PROBLEM TO SOLVE: Rewrite everything from the start of the rows down to the line containing "143, 193, 202, 220", switching "shadow on road" to "shadow on pavement" and leaving all else unchanged.

RECORDS PROVIDED:
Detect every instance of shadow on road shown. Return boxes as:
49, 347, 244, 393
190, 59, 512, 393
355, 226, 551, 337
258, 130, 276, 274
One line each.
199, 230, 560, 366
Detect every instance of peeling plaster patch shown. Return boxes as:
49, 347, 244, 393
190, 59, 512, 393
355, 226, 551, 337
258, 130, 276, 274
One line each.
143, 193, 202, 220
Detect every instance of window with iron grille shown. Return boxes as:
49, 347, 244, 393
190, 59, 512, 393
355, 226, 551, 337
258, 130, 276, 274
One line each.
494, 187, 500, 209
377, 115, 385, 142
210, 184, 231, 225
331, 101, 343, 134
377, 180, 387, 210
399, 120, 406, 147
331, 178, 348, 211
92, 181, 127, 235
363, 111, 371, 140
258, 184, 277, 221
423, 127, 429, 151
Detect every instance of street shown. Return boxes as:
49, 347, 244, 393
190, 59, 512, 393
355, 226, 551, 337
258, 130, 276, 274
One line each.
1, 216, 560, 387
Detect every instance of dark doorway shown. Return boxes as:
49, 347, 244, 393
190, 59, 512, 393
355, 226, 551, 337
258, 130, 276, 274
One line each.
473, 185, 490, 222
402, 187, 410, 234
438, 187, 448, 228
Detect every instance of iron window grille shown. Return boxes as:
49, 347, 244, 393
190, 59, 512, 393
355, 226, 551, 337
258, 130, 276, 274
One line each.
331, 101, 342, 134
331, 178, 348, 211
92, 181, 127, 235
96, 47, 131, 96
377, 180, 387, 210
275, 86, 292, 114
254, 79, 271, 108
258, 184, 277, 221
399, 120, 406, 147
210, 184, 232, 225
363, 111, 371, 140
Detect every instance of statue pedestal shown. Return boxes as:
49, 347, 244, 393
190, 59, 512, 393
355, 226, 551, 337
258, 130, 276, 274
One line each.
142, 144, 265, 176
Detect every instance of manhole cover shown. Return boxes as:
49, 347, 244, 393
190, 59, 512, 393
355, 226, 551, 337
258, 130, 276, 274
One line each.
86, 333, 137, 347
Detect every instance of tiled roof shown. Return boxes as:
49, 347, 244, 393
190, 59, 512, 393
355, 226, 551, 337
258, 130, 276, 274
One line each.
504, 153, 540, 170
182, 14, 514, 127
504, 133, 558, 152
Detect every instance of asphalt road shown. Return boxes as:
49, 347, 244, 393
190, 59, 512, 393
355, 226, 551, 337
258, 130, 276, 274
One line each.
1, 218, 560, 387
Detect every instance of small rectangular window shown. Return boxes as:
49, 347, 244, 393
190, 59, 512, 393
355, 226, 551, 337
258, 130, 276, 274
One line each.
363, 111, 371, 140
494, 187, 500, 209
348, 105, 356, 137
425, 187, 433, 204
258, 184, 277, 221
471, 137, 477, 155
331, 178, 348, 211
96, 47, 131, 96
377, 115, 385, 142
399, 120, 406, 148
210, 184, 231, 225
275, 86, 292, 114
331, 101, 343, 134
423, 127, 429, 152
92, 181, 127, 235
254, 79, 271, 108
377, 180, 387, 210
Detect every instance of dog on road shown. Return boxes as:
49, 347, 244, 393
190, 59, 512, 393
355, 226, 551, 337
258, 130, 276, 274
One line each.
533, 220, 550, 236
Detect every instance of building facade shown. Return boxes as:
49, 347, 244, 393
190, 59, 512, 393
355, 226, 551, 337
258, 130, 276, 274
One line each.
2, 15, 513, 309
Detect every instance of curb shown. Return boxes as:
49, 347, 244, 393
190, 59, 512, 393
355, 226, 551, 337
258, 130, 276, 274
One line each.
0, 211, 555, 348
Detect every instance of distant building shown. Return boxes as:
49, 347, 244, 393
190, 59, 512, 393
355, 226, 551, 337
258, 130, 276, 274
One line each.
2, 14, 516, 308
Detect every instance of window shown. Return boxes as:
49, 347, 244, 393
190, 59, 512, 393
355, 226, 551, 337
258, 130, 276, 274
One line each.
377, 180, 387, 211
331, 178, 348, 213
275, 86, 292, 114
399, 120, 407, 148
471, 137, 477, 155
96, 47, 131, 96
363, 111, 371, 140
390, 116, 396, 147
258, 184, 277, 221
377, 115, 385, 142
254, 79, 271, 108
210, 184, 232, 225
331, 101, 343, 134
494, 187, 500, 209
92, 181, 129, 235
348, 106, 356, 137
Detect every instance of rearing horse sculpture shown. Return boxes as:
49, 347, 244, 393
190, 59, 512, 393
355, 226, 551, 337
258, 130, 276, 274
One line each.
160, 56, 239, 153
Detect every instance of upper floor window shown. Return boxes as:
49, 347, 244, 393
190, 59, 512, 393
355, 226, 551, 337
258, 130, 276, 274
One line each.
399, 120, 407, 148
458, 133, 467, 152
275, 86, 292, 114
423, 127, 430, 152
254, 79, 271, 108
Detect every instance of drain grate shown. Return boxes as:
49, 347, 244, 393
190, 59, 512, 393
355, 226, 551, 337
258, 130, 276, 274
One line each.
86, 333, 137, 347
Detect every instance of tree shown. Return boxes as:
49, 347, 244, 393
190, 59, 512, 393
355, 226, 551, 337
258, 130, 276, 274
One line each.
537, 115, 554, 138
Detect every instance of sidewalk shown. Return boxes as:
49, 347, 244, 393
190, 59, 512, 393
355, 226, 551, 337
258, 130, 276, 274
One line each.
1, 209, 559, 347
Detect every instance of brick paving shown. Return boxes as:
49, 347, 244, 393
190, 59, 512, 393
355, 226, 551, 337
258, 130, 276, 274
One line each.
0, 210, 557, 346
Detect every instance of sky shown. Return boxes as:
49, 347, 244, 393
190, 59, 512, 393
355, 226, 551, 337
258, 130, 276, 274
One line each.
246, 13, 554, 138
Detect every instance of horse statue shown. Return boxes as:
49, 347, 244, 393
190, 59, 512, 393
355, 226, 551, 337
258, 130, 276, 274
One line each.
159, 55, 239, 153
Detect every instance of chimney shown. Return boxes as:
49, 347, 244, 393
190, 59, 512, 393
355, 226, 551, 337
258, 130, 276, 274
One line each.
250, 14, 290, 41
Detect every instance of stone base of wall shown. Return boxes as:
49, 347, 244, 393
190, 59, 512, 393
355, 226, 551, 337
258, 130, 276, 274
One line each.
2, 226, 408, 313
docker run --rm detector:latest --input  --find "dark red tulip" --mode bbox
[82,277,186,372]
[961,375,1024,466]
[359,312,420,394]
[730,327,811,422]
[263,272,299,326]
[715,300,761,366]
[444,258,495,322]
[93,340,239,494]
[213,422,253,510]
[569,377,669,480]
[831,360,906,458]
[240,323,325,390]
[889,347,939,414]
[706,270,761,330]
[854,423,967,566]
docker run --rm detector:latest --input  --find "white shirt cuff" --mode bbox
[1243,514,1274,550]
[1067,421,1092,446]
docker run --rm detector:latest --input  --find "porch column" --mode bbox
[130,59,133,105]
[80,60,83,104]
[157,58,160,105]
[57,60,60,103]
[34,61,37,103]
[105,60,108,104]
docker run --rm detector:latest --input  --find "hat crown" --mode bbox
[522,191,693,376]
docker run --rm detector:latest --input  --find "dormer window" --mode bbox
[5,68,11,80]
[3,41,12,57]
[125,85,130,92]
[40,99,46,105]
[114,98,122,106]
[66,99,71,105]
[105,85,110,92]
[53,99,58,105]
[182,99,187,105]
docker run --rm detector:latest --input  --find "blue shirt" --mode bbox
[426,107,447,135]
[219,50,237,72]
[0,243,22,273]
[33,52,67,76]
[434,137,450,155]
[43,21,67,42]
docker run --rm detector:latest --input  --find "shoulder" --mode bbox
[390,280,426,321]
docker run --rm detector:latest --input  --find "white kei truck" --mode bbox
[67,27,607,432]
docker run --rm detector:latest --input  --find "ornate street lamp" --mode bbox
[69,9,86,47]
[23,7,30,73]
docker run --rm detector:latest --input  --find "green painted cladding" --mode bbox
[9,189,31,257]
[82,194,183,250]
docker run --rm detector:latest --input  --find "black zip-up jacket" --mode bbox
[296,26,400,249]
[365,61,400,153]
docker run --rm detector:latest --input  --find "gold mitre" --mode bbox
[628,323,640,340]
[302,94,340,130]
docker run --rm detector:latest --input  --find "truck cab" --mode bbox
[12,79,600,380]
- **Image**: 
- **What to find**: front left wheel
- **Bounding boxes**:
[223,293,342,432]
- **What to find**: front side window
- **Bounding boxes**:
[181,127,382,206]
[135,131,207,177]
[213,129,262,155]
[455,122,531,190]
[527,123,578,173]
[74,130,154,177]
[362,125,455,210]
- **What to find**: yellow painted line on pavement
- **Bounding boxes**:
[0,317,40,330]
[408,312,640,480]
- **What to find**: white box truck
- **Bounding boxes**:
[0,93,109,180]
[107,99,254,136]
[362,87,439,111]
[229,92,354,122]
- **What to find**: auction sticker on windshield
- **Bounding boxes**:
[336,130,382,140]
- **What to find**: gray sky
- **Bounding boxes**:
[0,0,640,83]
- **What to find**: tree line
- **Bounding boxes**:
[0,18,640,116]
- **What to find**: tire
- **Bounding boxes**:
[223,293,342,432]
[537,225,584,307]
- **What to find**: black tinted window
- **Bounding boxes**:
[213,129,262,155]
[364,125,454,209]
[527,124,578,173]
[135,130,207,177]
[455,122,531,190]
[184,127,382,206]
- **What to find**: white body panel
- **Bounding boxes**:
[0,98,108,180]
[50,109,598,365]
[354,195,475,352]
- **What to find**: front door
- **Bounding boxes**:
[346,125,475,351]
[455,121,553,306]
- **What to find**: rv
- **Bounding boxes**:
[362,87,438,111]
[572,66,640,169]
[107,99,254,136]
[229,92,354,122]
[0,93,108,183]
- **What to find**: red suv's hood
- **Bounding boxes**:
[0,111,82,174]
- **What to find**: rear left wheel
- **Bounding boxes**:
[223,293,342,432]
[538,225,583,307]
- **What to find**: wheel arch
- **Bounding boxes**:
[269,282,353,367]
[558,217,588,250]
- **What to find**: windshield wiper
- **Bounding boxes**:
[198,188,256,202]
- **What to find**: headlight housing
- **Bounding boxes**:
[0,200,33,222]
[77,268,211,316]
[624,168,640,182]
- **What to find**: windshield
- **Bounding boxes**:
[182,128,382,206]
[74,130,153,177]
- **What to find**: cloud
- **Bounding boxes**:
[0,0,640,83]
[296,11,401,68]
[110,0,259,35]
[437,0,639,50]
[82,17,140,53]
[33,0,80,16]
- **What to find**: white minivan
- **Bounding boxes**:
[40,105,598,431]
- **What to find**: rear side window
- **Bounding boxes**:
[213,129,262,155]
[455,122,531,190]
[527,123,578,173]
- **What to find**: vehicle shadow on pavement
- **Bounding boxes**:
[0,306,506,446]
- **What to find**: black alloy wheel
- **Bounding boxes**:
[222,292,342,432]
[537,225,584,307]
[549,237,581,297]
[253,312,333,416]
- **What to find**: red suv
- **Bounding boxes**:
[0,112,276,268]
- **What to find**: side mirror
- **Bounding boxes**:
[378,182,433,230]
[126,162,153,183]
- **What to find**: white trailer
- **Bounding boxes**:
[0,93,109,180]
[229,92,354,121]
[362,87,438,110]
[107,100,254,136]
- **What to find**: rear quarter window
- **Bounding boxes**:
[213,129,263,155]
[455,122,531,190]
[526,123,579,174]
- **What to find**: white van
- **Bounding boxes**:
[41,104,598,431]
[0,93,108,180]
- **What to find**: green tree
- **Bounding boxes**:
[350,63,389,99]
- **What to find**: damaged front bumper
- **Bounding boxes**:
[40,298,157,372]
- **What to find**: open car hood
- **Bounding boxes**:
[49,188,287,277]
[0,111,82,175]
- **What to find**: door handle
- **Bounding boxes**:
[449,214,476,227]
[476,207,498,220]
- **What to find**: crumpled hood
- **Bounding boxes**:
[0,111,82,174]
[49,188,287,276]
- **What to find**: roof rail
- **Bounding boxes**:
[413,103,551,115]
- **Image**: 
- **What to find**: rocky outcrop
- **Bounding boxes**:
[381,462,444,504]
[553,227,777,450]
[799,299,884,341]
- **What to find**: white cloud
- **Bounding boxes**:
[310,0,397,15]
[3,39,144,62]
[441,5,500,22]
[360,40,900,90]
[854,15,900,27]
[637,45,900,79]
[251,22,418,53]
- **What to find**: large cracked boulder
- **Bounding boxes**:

WRITTEN SOLUTION:
Detect every instance of shadow on pavement shown. Return boxes as:
49, 347, 244, 393
190, 59, 512, 393
355, 226, 551, 337
258, 130, 276, 274
One line each.
199, 230, 560, 366
Detect every instance of peeling plaster patch shown. Return boxes as:
49, 347, 244, 393
190, 59, 512, 393
355, 226, 551, 337
258, 130, 276, 274
One line each.
143, 193, 202, 220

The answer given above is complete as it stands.